● **ESTRATTO DEL TESTO**:
Le modifiche della forma di governo nella XVI legislatura: il progetto di legge A.C. 5386

Le scelte normative alla base del progetto di legge costituzionale di riforma della parte II della Costituzione, approvato dal Senato nel corso della XVI legislatura (C. 5386), sono orientate ad introdurre una forma di governo con caratteristiche di fondo tipiche delle forme di governo presidenziali, come l’elezione diretta del Presidente della Repubblica. È, però, mantenuta una connotazione in senso parlamentare attraverso un tipico istituto come la fiducia parlamentare all’esecutivo, delineando quindi una forma di governo semipresidenziale.

Le principali linee alla base delle novelle che riguardano il Titolo II, il Titolo III e il Titolo IV della Parte Seconda della Costituzione sono:

§  elezione a suffragio universale e diretto del Presidente della Repubblica, da parte dei cittadini maggiorenni;

§  presidenza, dal parte del Presidente della Repubblica, del Consiglio dei ministri, salvo delega al Primo ministro;

§  quest’ultima figura sostituisce quella del Presidente del Consiglio: pertanto il Governo è composto dal Primo ministro e dai ministri che costituiscono, insieme, il Consiglio dei ministri;

§  potere del Presidente della Repubblica di nominare il Primo ministro, mentre la nomina e la revoca dei ministri costituiscono potere da esercitare su proposta del Primo ministro.

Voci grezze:
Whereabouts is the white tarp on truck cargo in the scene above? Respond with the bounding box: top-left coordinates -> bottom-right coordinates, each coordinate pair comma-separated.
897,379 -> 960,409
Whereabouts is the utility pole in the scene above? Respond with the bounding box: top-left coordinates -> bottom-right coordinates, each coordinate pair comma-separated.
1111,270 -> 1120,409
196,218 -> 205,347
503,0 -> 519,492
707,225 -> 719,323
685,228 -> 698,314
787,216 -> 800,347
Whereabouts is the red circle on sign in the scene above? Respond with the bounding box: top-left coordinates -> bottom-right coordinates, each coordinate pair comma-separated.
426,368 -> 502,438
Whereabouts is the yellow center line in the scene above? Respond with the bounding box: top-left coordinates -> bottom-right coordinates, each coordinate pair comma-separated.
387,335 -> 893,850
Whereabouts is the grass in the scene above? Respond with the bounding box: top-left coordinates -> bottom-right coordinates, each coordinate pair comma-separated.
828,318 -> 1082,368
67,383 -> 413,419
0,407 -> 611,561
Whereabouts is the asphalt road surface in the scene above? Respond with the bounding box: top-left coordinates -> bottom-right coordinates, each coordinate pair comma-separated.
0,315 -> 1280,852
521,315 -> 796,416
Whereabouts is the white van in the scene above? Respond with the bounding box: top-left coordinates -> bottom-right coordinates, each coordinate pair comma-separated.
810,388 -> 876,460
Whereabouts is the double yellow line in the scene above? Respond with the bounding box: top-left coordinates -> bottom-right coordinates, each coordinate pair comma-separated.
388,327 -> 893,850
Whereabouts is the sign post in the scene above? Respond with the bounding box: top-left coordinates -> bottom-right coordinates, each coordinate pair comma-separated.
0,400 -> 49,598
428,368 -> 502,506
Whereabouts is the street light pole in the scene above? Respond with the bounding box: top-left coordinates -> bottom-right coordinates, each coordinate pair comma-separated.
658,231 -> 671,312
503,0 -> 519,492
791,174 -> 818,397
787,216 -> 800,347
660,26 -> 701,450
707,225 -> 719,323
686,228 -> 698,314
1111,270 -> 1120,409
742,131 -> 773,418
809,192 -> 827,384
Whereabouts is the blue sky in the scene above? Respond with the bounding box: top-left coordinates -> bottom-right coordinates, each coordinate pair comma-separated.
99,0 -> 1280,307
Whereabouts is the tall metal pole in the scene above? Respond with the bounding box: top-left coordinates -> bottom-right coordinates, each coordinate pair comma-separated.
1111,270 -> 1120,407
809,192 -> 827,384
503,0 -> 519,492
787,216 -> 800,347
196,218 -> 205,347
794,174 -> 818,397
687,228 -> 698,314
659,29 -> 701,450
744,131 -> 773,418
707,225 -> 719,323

● **COMPITI DA SVOLGERE**:
1. Stabilisci se ciascuna delle affermazioni seguenti concorda con l'estratto sulla riforma della forma di governo. Per ognuna rispondi sì o no e cita tra virgolette le parole decisive dell'estratto. (a) Il progetto di legge C. 5386 è stato approvato dal Senato. (b) Il progetto elimina la fiducia parlamentare all'esecutivo. (c) La nomina dei ministri avviene su proposta del Primo ministro.
2. Riscrivi il passo dell'estratto sulla riforma della forma di governo da "Le modifiche della" fino a "di governo semipresidenziale." compreso, sostituendo "Senato" con "Parlamento".

● **LE RISPOSTE**:
1.
(a) Sì: "approvato dal Senato nel corso della XVI legislatura (C. 5386)".
(b) No: "È, però, mantenuta una connotazione in senso parlamentare attraverso un tipico istituto come la fiducia parlamentare all’esecutivo".
(c) Sì: "la nomina e la revoca dei ministri costituiscono potere da esercitare su proposta del Primo ministro".

2.
Le modifiche della forma di governo nella XVI legislatura: il progetto di legge A.C. 5386

Le scelte normative alla base del progetto di legge costituzionale di riforma della parte II della Costituzione, approvato dal Parlamento nel corso della XVI legislatura (C. 5386), sono orientate ad introdurre una forma di governo con caratteristiche di fondo tipiche delle forme di governo presidenziali, come l’elezione diretta del Presidente della Repubblica. È, però, mantenuta una connotazione in senso parlamentare attraverso un tipico istituto come la fiducia parlamentare all’esecutivo, delineando quindi una forma di governo semipresidenziale.